● SHORT TASK 1
Answer these questions about the forum thread below, on separate lines marked (a), (b), and (c):
(a) How many of the four close friends have given Emma a second chance?
(b) What does Mrs-Darling say a letter is compared with a text or phone call?
(c) According to Suzi's final post, what month and year is the thread from?

# Help and Advice > Home straight >  Road to recovery... how do I say sorry?

## EmmaLouise91

Hi all, I am new to this.

I have been suffering for a number of years and have lacked any confidence etc for most of my life. Over the past year I have lied about some things which were quite serious but it was the only way I thought I could have some attention as no one would want to be my friend if they didn't have a reason to.

I hurt a lot of people, in particular 4 very close friends. 2 have given me a second chance, the other 2 have not spoken to me since this all came out in January. I have been undergoing some CBT sessions and I think it is working, I've got some new focuses in my life and trying to get things back on track. I have not spoken to my best friend since this all came out in Jan and I really miss her. I don't know what I should do? I understand she may never speak to me again but I don't know if I can try? Should I write her a letter? 

Any advice would be much appreciated.

Emma

----------


## Suzi

Hi and welcome to Dwd. I think writing a letter would be a good place to start...

----------


## Angie

Hi and welcome to DWD, writing a letter sounds a good idea to me to

----------


## Paula

Hi Emma, and welcome. A letter would be good I think.

----------


## Mrs-Darling

Hi Emma, the great thing about writing a letter is that you can rewrite it until you're happy with what you want to send. It's also far less intrusive than a text or phone call. Just be as honest as you can and tell her what you've told us here, why you said the things you said and that you're now dealing with it. Tell her you miss her but give her time to take it all in.

----------


## Mrs-Darling

Ah, just noticed the date on this post and that it was Emma's only post. I hope she got things sorted out.

----------

Suzi (15-07-15)

----------


## jamie

In my experience, the easiest way to say sorry is just to say it. No need to disguise it as anything else. The recipient is usually more than happy to put water under the bridge. If they are not, maybe the outcome of the apology doesn't matter that much.

----------


## Prycejosh1987

Just explain what was going through your mind at the time, be honest and tell her how you feel about having her as a friend. Dont stop there, you can make other new friends in different ways. You can go online or talk to someone at work or if your studying you can make friends, etc. Good luck. Honesty is the best policy.

----------


## Suzi

Please check the dates on the threads, this one is from May 2017 and the member has left the forum!

----------

● DATA EXTRACT
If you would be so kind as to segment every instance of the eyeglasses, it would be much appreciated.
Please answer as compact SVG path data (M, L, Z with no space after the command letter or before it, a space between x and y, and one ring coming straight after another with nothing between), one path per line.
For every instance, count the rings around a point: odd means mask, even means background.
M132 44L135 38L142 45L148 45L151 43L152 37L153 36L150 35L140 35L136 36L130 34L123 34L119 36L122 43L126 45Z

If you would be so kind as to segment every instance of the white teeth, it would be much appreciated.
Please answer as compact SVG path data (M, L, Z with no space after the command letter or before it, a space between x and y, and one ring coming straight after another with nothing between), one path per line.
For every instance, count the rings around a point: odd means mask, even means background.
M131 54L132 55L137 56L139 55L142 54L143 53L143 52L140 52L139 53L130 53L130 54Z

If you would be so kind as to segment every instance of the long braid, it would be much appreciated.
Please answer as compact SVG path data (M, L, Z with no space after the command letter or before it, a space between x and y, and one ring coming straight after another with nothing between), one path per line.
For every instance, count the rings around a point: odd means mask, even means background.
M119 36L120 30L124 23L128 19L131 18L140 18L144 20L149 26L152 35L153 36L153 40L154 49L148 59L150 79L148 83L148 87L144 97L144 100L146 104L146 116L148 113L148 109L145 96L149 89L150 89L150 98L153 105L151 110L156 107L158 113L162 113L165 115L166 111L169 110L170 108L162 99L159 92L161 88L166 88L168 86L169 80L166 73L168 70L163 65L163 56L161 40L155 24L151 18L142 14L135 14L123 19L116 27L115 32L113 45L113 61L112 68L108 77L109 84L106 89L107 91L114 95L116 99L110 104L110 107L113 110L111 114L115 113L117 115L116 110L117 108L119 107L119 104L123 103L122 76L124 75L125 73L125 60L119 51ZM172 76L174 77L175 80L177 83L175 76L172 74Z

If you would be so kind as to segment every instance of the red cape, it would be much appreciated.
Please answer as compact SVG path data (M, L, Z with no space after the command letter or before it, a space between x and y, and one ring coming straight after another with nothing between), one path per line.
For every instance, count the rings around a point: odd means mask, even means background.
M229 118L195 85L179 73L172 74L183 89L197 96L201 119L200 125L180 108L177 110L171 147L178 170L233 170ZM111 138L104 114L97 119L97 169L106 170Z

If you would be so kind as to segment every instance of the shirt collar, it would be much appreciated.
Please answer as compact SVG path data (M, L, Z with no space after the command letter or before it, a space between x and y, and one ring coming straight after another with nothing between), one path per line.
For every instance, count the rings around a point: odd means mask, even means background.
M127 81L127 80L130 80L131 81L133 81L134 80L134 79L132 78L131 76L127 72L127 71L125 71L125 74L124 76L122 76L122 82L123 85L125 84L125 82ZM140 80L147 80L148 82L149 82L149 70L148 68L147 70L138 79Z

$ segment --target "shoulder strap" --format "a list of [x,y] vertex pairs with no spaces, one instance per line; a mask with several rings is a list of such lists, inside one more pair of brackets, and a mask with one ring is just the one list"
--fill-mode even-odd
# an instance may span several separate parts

● SHORT TASK 2
Return every line of the entries that contains the string "several".

● FULL ANSWER 1
(a) Two.
(b) Far less intrusive.
(c) May 2017.

● FULL ANSWER 2
$ segment --target "shoulder strap" --format "a list of [x,y] vertex pairs with no spaces, one instance per line; a mask with several rings is a list of such lists, inside one more pair of brackets, and a mask with one ring is just the one list"
# an instance may span several separate parts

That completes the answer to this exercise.